-------- Records supplied
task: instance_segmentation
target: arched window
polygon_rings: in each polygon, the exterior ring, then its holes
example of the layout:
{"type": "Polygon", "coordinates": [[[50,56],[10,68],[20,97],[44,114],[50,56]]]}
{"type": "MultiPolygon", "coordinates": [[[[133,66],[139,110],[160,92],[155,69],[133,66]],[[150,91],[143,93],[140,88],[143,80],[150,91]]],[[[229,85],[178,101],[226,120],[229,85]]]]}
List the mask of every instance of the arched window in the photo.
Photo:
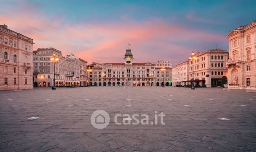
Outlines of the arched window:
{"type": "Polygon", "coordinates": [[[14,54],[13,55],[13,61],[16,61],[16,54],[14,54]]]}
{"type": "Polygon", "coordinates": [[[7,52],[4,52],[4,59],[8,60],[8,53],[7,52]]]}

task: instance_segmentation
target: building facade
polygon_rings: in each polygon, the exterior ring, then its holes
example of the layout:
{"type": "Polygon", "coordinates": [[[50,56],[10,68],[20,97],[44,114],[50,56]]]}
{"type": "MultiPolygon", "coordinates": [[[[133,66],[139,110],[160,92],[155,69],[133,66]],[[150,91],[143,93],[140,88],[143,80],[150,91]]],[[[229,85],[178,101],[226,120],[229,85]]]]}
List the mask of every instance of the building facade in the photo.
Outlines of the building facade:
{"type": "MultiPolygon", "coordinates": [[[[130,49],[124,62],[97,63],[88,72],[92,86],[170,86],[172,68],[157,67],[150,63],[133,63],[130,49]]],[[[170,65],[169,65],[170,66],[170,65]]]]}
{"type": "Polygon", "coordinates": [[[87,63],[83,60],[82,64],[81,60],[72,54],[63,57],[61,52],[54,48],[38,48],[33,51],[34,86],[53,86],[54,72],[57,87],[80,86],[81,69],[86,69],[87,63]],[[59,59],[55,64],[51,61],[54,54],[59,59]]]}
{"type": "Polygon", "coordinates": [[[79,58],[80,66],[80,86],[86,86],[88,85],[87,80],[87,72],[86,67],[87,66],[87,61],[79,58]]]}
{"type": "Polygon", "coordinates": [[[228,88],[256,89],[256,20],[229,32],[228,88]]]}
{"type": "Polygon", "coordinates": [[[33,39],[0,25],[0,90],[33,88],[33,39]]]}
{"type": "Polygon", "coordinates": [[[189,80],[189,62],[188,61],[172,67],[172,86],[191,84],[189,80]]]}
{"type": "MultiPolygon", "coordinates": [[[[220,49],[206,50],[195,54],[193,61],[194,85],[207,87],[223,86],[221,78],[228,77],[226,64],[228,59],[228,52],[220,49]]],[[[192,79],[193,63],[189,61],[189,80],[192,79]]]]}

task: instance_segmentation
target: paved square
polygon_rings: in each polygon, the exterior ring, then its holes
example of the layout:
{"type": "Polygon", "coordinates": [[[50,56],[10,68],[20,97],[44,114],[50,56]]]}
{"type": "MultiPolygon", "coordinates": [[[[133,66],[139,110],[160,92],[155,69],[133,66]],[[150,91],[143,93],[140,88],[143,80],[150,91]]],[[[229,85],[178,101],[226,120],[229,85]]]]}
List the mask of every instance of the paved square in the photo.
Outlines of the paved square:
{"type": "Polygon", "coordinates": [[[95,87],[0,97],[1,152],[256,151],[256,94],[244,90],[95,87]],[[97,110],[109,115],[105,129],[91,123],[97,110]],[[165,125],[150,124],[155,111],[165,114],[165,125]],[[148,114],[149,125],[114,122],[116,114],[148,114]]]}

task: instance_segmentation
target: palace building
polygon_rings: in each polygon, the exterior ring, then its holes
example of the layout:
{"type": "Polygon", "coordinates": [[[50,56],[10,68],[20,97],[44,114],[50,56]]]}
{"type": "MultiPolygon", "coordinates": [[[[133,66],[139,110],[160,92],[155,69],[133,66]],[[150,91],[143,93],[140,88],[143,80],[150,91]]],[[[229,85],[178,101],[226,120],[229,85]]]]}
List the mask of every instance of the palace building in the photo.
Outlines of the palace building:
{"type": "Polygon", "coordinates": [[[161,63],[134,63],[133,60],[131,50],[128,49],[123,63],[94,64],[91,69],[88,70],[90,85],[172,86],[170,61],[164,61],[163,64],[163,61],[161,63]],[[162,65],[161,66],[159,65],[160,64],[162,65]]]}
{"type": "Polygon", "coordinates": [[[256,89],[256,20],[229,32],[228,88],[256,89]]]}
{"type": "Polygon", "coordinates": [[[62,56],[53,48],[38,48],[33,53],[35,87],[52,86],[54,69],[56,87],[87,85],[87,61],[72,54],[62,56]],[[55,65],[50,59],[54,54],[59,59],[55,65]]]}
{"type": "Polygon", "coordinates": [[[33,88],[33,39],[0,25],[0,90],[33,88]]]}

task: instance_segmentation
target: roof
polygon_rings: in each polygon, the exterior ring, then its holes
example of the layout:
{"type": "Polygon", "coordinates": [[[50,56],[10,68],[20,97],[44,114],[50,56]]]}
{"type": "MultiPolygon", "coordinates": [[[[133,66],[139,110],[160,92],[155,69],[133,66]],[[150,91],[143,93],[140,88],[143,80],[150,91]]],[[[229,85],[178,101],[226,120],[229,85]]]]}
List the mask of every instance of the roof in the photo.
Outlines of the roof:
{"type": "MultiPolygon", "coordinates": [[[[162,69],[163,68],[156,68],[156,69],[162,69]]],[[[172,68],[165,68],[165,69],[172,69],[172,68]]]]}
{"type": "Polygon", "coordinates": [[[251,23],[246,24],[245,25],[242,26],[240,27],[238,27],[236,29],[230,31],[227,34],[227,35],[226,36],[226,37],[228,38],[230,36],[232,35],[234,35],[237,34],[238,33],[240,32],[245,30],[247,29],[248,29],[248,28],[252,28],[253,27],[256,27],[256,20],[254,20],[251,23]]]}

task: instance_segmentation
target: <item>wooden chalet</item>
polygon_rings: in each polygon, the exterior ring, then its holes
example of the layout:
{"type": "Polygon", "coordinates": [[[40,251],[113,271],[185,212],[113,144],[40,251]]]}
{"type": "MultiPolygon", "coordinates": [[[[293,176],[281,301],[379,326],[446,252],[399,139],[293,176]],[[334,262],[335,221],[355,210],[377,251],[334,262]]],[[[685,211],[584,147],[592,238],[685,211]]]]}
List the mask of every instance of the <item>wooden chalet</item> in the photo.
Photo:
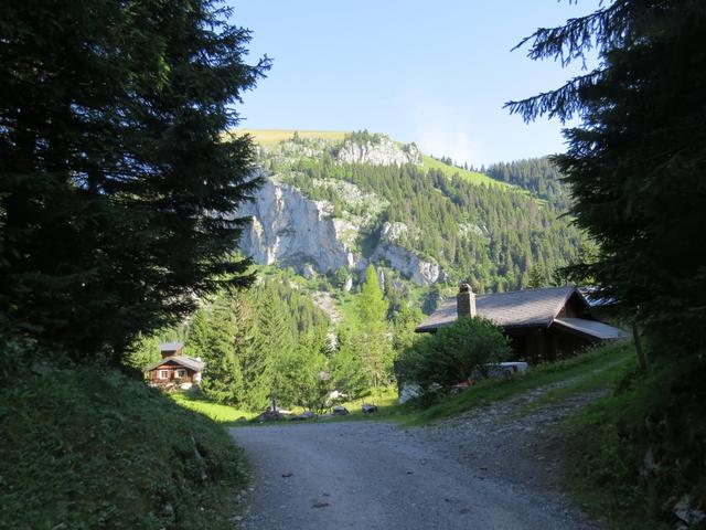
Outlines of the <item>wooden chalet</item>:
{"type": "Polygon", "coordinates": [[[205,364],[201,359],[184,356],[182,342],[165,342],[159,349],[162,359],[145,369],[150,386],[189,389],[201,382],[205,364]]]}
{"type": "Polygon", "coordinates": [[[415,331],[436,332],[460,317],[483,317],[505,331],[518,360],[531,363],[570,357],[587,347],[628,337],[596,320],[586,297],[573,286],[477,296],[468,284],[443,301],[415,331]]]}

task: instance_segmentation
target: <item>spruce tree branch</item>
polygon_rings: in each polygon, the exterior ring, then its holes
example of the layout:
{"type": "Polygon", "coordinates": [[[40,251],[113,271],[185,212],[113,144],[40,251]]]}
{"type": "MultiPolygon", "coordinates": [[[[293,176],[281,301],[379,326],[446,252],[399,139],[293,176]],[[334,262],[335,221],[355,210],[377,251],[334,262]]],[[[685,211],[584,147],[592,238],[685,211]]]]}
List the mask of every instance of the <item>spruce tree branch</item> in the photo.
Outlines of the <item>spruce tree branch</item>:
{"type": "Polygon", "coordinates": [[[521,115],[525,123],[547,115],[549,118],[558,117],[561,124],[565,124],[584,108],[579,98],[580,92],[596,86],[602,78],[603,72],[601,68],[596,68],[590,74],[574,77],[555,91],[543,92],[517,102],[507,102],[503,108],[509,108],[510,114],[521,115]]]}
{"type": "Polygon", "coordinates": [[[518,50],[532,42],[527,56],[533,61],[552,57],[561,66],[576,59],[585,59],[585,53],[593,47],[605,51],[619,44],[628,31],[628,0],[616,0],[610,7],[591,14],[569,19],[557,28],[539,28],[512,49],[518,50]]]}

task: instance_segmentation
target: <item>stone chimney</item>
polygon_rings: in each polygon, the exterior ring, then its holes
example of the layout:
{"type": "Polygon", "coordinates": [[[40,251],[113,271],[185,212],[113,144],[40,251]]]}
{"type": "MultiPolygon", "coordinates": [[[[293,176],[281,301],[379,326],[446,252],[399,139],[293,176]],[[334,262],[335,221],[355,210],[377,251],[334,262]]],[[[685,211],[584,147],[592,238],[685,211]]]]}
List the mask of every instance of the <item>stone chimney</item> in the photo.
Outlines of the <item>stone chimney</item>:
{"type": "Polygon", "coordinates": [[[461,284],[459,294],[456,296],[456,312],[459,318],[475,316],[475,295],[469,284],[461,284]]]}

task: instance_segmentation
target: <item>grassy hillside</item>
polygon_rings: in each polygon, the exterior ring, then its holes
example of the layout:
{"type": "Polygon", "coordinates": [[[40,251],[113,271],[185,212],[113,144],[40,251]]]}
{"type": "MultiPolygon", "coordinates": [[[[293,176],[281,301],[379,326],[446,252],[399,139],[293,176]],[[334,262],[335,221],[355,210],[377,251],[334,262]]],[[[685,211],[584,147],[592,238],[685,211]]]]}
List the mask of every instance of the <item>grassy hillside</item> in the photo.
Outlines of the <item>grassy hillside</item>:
----------------
**Exercise directions**
Identify every line in the records above that contains the string "chimney", and copy each one in full.

**Solved problem**
target: <item>stone chimney</item>
List the mask of every instance of the <item>stone chimney</item> in the photo.
Outlines of the <item>stone chimney</item>:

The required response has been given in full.